* **Document passage**:
□ □ □

By Margarita Nahapetyan
It was believed that individuals who eat more dairy products have lower weight and are losing weight much easier. However, according to the new study from the National Institutes of Health, which appears to be the best research to date on the matter, has found that dietary supplementation with calcium have no effect on total weight, body mass index (BMI), or body fat mass in overweight and obese people.
Two years of calcium supplementation led to no clinically or statistically significant change in body weight or body fat, said Dr. Jack A. Yanovski, M.D., Ph.D., of the National Institutes of Health. "Even though there may be other important reasons, such as fracture prevention, to recommend dietary calcium supplementation, the conclusion is that the extant data suggest that it is unlikely to have clinically significant efficacy as a preventive measure against weight gain in patients who are already overweight or obese," he added.
Some sources have suggested that increasing calcium intake may help fight weight gain. Some others have speculated that calcium can be used in combination with fatty acids in the intestine in order to form insoluble soaps that are not being absorbed, or that low dietary calcium results in an increased adiposite triglyceride deposition.
However, the evidence has been inconsistent. So the investigators set out to carry out a randomized controlled trial with an involvement of 340 overweight and obese adult patients with an average age of 38.8 years. All the participants were randomly assigned into 2 groups, with some receiving either 1,500 mg of calcium carbonate on a daily basis, and the ones in a control group received just a placebo. Patients were given the capsules at mealtime. Of all the study subjects, 39 per cent were overweight and 61 per cent were obese. There were 245 women and 95 men. The study was conducted from April 2002 to January 2004.

□ □ □

* **Listed records**:
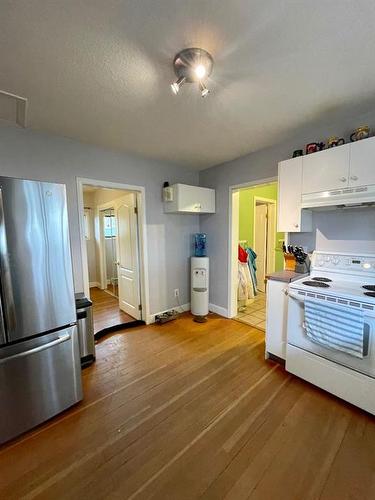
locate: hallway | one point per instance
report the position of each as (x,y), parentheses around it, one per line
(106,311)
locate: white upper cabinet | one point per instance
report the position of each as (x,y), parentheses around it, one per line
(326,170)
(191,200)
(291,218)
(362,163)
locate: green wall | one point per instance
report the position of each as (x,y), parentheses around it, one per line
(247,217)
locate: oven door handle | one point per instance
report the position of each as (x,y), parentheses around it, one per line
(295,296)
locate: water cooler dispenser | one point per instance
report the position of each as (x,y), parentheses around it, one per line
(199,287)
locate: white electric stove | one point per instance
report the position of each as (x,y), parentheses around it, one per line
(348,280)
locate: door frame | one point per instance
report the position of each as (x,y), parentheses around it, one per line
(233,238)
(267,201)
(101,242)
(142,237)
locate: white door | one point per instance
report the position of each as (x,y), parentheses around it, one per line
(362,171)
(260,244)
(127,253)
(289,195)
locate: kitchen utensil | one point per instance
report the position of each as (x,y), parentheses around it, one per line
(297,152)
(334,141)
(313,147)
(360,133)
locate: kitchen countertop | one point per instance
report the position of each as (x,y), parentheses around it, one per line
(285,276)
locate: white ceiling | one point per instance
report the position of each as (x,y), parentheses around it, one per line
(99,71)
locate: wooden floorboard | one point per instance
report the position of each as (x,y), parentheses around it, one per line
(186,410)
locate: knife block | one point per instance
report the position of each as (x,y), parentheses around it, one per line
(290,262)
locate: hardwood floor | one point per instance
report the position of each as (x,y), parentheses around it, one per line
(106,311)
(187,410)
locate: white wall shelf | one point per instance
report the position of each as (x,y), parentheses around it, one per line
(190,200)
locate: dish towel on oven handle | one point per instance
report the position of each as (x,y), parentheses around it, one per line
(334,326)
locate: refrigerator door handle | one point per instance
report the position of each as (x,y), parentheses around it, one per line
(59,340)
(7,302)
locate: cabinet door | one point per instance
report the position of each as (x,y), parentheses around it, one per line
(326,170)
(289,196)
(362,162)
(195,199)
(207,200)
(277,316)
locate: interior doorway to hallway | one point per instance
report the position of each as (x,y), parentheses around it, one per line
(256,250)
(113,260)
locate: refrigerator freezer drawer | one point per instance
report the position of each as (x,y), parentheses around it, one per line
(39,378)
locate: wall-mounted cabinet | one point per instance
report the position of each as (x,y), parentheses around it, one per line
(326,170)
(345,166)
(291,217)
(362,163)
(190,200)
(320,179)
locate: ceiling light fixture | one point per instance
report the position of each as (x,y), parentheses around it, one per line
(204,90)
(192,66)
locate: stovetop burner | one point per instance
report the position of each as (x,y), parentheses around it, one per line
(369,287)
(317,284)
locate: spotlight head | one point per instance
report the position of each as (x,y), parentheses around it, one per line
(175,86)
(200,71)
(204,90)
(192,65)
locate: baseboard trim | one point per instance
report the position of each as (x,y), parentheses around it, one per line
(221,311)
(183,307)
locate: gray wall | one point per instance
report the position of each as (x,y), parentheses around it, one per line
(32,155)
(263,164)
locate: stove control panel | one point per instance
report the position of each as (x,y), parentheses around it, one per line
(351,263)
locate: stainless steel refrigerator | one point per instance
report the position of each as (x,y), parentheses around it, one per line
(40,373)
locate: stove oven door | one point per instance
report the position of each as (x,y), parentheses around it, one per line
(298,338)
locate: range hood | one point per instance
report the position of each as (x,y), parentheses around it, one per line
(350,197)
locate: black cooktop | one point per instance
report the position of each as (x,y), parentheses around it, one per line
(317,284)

□ □ □

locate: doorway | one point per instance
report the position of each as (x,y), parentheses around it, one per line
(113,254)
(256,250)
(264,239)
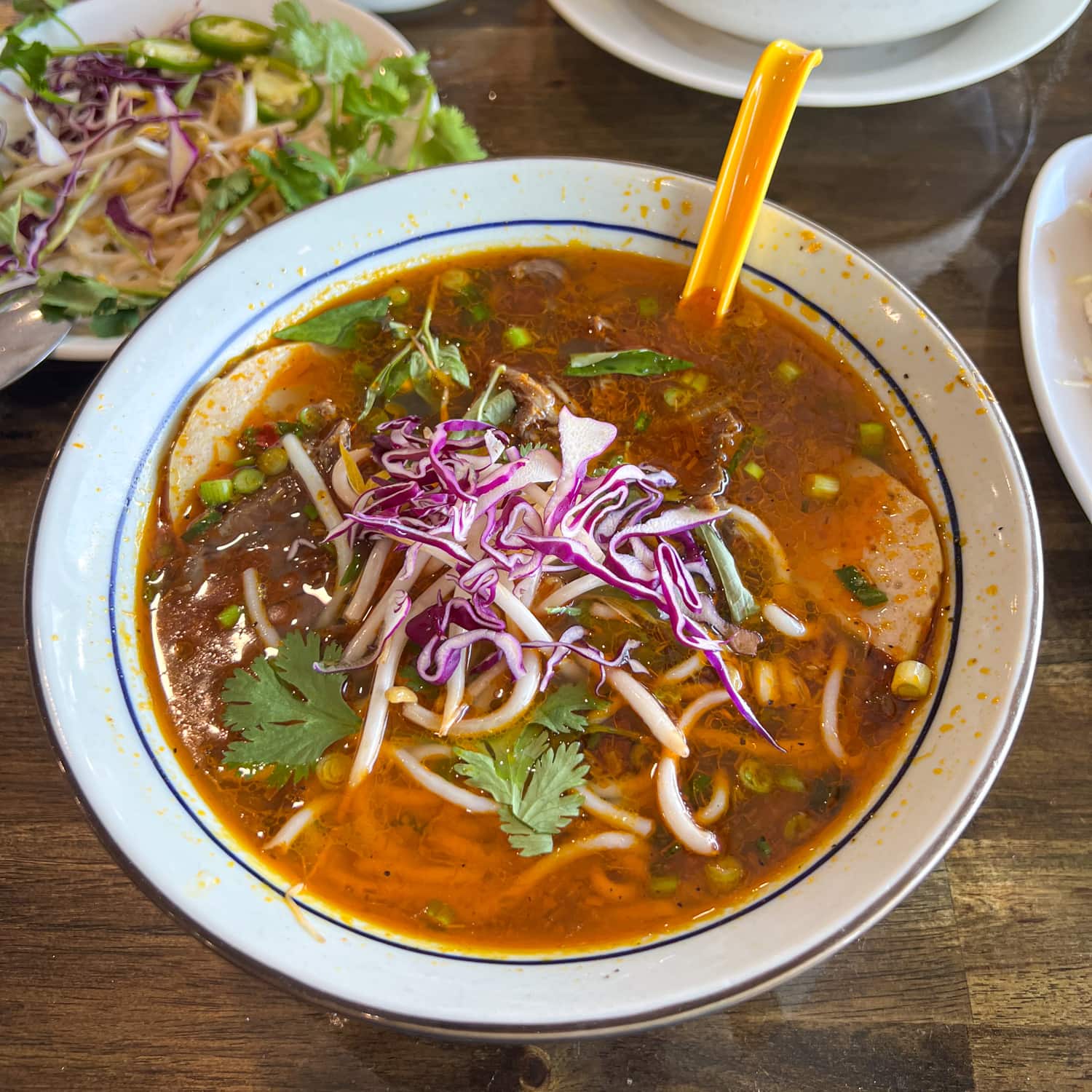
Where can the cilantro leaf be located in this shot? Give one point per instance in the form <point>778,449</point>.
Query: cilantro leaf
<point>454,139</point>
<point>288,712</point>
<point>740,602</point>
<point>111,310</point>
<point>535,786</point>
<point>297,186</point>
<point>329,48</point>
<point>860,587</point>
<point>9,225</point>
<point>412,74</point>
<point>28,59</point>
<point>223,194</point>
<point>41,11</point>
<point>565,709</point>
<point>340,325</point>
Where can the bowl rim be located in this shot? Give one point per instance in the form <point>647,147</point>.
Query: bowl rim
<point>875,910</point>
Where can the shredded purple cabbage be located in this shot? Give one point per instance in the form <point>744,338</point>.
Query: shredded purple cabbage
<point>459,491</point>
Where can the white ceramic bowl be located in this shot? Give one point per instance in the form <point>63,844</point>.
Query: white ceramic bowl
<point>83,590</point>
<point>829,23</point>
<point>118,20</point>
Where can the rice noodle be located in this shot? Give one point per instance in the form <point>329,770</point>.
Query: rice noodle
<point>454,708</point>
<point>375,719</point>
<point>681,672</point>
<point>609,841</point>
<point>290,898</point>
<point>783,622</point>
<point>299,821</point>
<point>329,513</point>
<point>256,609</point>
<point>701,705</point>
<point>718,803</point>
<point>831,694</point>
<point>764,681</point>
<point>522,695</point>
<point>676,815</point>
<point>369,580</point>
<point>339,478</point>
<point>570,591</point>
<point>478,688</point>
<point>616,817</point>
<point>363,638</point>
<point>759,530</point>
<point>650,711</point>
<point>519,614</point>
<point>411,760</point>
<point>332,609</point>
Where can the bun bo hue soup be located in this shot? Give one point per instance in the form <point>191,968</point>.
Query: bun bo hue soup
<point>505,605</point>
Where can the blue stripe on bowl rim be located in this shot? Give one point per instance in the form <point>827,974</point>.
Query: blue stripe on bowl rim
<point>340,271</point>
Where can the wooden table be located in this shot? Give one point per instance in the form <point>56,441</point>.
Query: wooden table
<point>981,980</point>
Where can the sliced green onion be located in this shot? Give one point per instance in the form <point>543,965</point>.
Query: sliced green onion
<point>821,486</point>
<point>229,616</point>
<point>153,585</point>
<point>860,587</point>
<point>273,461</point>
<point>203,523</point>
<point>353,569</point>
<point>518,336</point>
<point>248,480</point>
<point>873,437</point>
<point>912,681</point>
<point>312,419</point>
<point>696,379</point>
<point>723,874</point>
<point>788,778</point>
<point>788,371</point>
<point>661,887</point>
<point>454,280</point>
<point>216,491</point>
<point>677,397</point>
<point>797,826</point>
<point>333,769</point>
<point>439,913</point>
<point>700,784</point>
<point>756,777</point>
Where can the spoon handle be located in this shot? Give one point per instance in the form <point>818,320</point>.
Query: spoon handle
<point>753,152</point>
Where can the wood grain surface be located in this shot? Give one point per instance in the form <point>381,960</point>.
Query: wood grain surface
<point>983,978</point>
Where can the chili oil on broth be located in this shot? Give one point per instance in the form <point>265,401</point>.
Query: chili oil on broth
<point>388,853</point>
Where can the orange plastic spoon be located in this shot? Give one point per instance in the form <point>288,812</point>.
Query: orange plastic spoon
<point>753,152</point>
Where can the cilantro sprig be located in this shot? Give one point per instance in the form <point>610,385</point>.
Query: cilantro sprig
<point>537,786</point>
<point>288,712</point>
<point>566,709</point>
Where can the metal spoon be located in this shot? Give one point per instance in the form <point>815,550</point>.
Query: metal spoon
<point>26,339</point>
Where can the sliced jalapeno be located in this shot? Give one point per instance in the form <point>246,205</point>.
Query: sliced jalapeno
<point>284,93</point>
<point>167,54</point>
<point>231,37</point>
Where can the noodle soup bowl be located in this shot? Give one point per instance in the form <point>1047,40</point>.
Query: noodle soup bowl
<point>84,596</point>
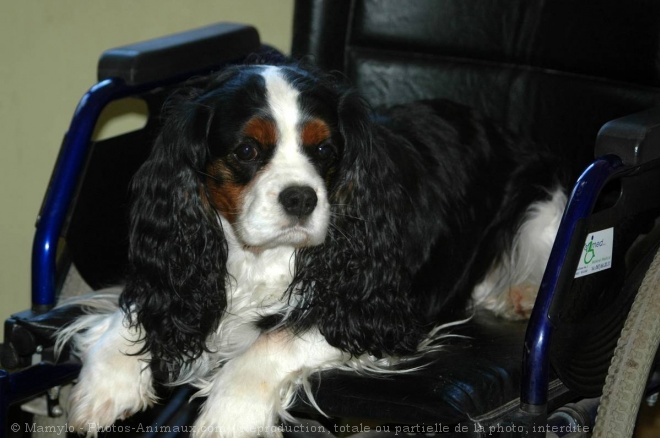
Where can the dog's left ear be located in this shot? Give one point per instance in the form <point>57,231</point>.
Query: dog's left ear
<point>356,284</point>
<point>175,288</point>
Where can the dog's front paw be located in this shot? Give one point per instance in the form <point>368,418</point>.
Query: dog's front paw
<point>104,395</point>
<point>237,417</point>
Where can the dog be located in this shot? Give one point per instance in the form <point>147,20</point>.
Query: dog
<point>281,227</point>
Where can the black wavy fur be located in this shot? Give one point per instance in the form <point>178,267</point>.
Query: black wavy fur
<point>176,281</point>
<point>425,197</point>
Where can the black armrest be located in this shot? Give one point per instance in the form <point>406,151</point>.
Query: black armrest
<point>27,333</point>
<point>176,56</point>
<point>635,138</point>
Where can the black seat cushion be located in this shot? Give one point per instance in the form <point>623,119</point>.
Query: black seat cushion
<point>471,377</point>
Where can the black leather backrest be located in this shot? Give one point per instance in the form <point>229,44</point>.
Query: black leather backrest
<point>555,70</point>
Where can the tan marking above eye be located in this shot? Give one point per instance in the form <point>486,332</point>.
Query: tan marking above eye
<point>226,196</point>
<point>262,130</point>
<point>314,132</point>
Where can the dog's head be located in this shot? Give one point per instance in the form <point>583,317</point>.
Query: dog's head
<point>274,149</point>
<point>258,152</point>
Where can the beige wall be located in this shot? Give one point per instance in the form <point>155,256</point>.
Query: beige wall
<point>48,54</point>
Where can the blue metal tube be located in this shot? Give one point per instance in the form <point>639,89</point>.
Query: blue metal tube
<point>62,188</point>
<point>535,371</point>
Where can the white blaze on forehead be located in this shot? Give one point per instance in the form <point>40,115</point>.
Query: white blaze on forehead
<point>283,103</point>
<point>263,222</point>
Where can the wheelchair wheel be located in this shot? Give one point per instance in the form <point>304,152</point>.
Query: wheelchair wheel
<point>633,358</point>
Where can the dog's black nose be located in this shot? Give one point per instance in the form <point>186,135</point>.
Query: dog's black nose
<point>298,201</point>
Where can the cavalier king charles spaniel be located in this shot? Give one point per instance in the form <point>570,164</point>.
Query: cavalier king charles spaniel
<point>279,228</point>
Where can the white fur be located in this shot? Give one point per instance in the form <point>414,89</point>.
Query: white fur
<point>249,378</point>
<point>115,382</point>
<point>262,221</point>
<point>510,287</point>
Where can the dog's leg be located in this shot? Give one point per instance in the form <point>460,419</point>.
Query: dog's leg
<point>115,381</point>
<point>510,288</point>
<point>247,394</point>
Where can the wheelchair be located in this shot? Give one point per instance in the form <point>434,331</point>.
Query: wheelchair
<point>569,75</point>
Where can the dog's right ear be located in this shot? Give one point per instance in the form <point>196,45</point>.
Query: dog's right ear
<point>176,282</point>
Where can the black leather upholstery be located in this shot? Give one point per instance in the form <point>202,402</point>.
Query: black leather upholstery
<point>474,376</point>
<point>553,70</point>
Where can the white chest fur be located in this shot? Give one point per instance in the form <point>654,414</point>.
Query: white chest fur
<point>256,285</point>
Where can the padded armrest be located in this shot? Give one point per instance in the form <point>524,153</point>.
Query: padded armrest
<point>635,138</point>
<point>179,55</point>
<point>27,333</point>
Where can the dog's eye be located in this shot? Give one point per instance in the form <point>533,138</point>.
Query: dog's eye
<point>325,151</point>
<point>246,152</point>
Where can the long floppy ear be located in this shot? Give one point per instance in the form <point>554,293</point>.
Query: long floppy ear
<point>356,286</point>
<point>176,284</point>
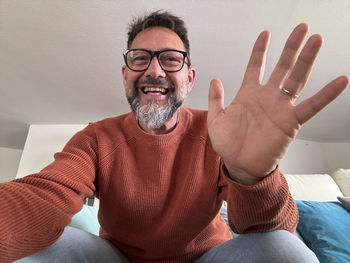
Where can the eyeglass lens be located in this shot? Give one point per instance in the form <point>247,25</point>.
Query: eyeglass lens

□ □ □

* **Work instructions**:
- a) Retype everything in the calcium and weight article from "By Margarita Nahapetyan" down to "and obese people.".
- b) In the calcium and weight article, what daily dose did the supplement group receive?
- c) Proceed with the article on calcium supplements and weight from the point where it stops.

* **Answers for the exercise**:
- a)
By Margarita Nahapetyan
It was believed that individuals who eat more dairy products have lower weight and are losing weight much easier. However, according to the new study from the National Institutes of Health, which appears to be the best research to date on the matter, has found that dietary supplementation with calcium have no effect on total weight, body mass index (BMI), or body fat mass in overweight and obese people.

- b) 1,500 mg of calcium carbonate.

- c)
Seventy-five per cent of participants completed the trial. The results revealed that two years later there were no statistically or clinically significant differences between the participants in the calcium and placebo groups in change in body weight, body mass index (BMI) or body fat mass. No significant differences were also observed in abdominal circumference, hip circumference, or triceps skinfold thickness. The patients did not show any differences in general health, mood, stress, physical activity, or hunger according to a questionnaire. However, the experts found that parathyroid hormone concentrations significantly dropped in the calcium group participants, when compared to their counterparts in the placebo group -- a signal that patients were sticking to their calcium regimens.
The investigators noted that many studies that have been conducted in the previous years on the matter of calcium supplementation, have also included weight-loss programs, and have had mixed results. "We believe all the data are consistent in suggesting limited efficacy for preventing weight gain among overweight or obese patients," they said.
The new experiment had a few limitations, such as not including a high-dairy calcium diet. Some experts have suggested that dairy products, and not just calcium intake, may have result in greater effects on body weight. Also, the vast majority of the study participants were women, and thus, the results may not be generalizable to men.
In the conclusion, Dr. Yanovski and his colleagues said that it is unlikely that calcium supplementation will have clinically significant effect when it comes to using it as a preventive measure against weight gain in overweight individuals.
The findings are reported in the June 16 issue of the Annals of Internal Medicine journal.